**Problem statement:** Locate every line in the records below that contains the string "chair" and copy each one. Case counts.

**Data to process:**
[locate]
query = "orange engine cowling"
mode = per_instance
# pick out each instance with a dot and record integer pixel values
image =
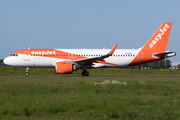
(64, 68)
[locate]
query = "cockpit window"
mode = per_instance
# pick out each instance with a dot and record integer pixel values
(14, 55)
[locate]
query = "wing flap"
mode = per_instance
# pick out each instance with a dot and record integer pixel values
(166, 54)
(96, 59)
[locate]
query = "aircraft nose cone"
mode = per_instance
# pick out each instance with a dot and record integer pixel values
(6, 61)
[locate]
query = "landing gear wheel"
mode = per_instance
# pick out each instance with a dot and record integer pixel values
(26, 74)
(85, 73)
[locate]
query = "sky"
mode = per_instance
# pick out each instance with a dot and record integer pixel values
(87, 24)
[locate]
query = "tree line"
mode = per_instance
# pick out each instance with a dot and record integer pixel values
(1, 60)
(161, 64)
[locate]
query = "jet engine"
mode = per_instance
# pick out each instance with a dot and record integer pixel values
(64, 68)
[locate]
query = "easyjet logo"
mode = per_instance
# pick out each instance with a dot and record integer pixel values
(159, 36)
(43, 52)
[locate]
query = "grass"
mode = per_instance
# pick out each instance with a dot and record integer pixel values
(16, 71)
(90, 98)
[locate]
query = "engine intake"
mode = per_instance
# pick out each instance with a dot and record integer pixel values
(64, 68)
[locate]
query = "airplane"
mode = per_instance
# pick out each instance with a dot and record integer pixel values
(65, 61)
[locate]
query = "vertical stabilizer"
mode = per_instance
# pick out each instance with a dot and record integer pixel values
(156, 45)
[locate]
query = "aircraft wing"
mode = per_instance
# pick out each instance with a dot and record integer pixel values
(166, 54)
(94, 59)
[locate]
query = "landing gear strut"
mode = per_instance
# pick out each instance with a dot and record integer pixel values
(27, 72)
(85, 73)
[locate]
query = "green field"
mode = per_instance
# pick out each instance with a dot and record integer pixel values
(90, 98)
(17, 71)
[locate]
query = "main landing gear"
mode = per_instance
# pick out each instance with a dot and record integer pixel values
(85, 73)
(27, 72)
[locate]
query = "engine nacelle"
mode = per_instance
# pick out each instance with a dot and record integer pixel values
(64, 68)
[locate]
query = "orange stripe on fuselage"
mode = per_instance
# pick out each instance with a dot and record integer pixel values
(53, 53)
(156, 44)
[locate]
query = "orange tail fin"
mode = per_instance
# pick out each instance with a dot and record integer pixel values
(156, 45)
(158, 42)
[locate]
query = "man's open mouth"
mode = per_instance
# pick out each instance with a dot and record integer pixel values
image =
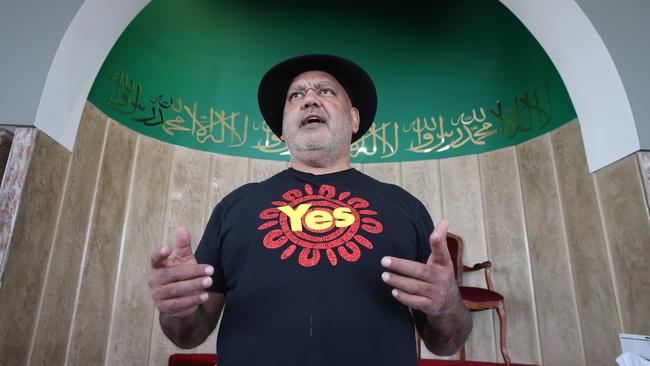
(311, 119)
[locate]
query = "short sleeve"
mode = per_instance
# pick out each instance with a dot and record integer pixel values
(424, 226)
(209, 250)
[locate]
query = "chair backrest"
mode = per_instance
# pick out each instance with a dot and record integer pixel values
(455, 247)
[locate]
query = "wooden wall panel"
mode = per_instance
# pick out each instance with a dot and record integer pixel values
(226, 174)
(51, 339)
(186, 202)
(133, 311)
(627, 224)
(508, 251)
(422, 179)
(385, 172)
(90, 326)
(462, 205)
(554, 293)
(260, 170)
(26, 264)
(594, 289)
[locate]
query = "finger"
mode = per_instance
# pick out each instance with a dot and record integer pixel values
(179, 273)
(438, 243)
(179, 306)
(413, 301)
(410, 285)
(408, 268)
(159, 256)
(180, 289)
(183, 245)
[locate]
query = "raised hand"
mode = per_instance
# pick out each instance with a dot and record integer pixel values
(429, 287)
(176, 281)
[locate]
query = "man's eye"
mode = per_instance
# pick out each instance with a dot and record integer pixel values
(294, 95)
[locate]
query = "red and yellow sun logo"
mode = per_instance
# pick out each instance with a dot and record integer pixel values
(315, 222)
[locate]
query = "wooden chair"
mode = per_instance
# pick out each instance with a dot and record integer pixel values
(475, 298)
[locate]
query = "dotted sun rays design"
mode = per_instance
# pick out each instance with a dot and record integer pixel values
(332, 240)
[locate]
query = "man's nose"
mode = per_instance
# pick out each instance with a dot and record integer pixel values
(311, 99)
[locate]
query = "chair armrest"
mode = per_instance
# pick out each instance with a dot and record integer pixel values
(487, 265)
(477, 266)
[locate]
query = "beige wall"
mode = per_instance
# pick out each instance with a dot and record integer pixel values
(569, 248)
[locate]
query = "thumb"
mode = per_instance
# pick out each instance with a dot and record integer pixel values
(438, 242)
(184, 245)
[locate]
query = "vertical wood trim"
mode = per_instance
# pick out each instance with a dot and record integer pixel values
(185, 202)
(554, 296)
(610, 258)
(566, 247)
(49, 259)
(529, 262)
(90, 326)
(85, 249)
(120, 256)
(50, 340)
(31, 239)
(12, 184)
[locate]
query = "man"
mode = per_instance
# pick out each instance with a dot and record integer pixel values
(320, 264)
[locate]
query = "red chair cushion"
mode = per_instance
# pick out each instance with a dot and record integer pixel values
(192, 359)
(477, 294)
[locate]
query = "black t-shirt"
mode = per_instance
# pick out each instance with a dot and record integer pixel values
(298, 257)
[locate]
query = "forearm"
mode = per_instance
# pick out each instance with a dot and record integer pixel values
(446, 332)
(187, 332)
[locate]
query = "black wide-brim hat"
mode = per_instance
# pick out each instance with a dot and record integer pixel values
(273, 88)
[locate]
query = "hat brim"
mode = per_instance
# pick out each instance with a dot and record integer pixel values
(274, 85)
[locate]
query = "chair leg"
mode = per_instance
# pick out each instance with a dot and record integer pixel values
(502, 325)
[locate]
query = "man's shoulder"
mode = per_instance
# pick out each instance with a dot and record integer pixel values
(249, 190)
(390, 188)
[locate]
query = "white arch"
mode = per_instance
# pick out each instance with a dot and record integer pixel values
(560, 26)
(83, 48)
(589, 74)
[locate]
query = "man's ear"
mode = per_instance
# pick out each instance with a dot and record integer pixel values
(356, 119)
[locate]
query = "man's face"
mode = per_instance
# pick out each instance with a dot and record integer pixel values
(318, 114)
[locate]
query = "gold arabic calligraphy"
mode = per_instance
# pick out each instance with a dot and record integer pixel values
(426, 135)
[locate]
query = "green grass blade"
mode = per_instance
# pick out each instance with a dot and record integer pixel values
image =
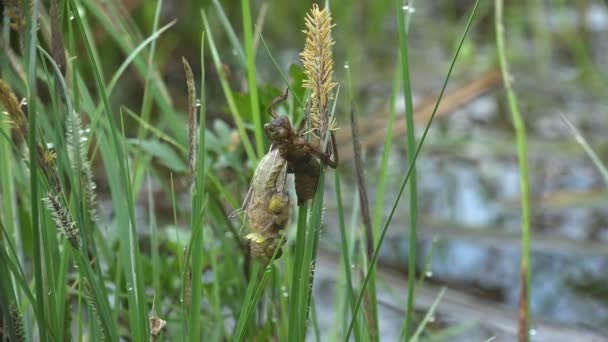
(429, 314)
(403, 18)
(238, 120)
(32, 39)
(350, 296)
(409, 170)
(114, 158)
(251, 77)
(524, 179)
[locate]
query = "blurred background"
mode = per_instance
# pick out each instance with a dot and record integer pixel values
(469, 207)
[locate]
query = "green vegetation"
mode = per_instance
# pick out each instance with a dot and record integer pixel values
(120, 167)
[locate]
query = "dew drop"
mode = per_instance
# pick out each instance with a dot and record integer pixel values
(408, 8)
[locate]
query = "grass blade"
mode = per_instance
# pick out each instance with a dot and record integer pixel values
(524, 179)
(409, 170)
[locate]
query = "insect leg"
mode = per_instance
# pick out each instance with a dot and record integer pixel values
(276, 101)
(326, 157)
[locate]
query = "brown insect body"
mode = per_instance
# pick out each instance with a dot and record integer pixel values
(302, 156)
(299, 156)
(267, 206)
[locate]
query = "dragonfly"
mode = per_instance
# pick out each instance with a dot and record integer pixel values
(302, 156)
(267, 207)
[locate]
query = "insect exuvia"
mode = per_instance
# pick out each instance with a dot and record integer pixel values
(301, 155)
(267, 206)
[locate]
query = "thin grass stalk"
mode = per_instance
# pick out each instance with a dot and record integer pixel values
(34, 190)
(251, 78)
(580, 139)
(350, 297)
(374, 260)
(121, 191)
(370, 303)
(238, 120)
(524, 179)
(296, 292)
(403, 21)
(146, 103)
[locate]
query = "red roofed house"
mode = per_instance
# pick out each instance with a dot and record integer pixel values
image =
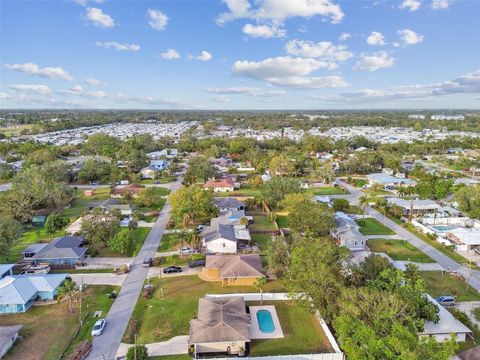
(220, 186)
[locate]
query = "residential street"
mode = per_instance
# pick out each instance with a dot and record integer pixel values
(444, 261)
(117, 319)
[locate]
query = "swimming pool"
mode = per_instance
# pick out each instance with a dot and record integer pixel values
(444, 228)
(265, 321)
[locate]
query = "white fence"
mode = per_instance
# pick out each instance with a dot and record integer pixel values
(337, 355)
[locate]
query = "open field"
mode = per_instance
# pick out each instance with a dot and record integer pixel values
(438, 284)
(174, 303)
(398, 250)
(48, 329)
(370, 226)
(303, 334)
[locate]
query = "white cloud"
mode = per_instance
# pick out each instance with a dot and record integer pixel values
(4, 96)
(169, 54)
(31, 88)
(98, 18)
(410, 37)
(440, 4)
(277, 11)
(376, 38)
(288, 71)
(411, 5)
(92, 82)
(264, 31)
(204, 56)
(157, 19)
(375, 61)
(118, 46)
(246, 90)
(344, 36)
(323, 50)
(46, 72)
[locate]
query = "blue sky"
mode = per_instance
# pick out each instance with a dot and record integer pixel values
(240, 54)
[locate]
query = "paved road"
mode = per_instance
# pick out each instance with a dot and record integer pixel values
(472, 276)
(121, 310)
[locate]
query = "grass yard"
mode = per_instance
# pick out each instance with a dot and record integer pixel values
(48, 329)
(328, 190)
(161, 318)
(398, 250)
(370, 226)
(262, 222)
(263, 241)
(438, 284)
(169, 242)
(302, 333)
(140, 236)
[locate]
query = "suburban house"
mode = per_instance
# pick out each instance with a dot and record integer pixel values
(220, 186)
(235, 270)
(132, 191)
(65, 250)
(446, 326)
(19, 292)
(347, 233)
(222, 327)
(6, 269)
(110, 204)
(225, 204)
(8, 336)
(417, 206)
(388, 180)
(220, 239)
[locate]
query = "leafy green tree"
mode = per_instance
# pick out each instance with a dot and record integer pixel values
(10, 232)
(55, 222)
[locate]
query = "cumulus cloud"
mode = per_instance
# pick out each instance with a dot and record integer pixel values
(289, 72)
(263, 31)
(376, 38)
(411, 5)
(92, 82)
(246, 90)
(204, 56)
(31, 88)
(46, 72)
(98, 18)
(322, 50)
(440, 4)
(344, 36)
(157, 20)
(410, 37)
(375, 61)
(118, 46)
(277, 11)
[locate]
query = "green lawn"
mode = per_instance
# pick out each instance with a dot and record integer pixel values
(48, 329)
(169, 242)
(140, 236)
(174, 303)
(328, 190)
(370, 226)
(438, 284)
(262, 241)
(262, 222)
(302, 333)
(398, 250)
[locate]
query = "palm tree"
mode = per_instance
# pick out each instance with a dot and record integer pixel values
(259, 285)
(363, 202)
(67, 289)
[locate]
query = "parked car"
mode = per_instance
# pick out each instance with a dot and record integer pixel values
(446, 300)
(172, 270)
(99, 327)
(196, 263)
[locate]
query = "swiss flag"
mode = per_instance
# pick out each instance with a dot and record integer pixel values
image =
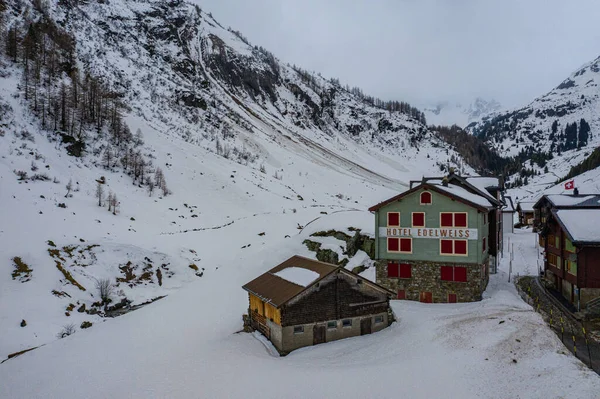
(570, 185)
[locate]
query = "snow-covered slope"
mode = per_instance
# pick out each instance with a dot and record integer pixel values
(239, 136)
(447, 113)
(531, 128)
(257, 157)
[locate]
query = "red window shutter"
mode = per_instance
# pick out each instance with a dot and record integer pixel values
(460, 220)
(460, 274)
(446, 220)
(393, 244)
(446, 273)
(425, 198)
(392, 269)
(405, 270)
(460, 247)
(393, 219)
(418, 219)
(446, 247)
(406, 244)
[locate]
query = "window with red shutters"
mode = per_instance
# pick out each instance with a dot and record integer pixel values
(393, 244)
(446, 273)
(394, 219)
(460, 219)
(453, 273)
(392, 269)
(446, 219)
(460, 274)
(418, 219)
(446, 247)
(405, 270)
(406, 245)
(460, 247)
(425, 198)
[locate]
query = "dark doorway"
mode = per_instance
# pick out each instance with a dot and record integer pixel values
(319, 334)
(426, 297)
(365, 326)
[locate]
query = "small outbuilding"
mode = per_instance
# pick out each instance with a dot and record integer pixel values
(304, 302)
(525, 211)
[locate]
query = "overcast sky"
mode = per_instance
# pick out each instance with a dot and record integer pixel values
(424, 51)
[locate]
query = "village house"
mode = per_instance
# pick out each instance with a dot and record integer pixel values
(433, 242)
(508, 215)
(304, 302)
(569, 228)
(525, 212)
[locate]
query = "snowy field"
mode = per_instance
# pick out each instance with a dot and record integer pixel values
(189, 345)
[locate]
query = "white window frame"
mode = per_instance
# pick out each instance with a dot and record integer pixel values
(387, 221)
(399, 251)
(300, 331)
(421, 200)
(411, 219)
(453, 249)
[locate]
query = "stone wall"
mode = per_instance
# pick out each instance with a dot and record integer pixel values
(292, 341)
(426, 278)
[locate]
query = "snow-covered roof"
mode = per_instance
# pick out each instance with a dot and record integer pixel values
(483, 183)
(509, 206)
(526, 206)
(568, 200)
(298, 275)
(462, 193)
(581, 224)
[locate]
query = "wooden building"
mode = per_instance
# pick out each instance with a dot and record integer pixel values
(508, 215)
(570, 228)
(525, 212)
(434, 242)
(304, 302)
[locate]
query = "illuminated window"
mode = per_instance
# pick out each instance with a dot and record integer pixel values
(394, 219)
(426, 198)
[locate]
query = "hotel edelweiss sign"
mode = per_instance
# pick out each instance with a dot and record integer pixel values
(423, 232)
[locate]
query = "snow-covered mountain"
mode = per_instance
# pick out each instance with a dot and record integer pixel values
(238, 135)
(553, 133)
(258, 156)
(448, 113)
(543, 125)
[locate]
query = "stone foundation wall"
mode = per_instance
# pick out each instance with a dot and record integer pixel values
(588, 294)
(426, 277)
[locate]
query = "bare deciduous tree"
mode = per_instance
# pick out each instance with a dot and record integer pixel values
(68, 329)
(69, 187)
(100, 193)
(150, 186)
(105, 289)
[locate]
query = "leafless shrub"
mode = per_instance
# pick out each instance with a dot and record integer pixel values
(105, 289)
(68, 329)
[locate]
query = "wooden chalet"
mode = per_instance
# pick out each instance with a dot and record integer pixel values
(525, 212)
(304, 302)
(569, 226)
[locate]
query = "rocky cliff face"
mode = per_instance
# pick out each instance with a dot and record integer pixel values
(175, 65)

**Answer to this exercise:**
query = "chair backrest"
query = "wooden chair"
query = "chair armrest"
query = "red chair cushion"
query = "chair leg"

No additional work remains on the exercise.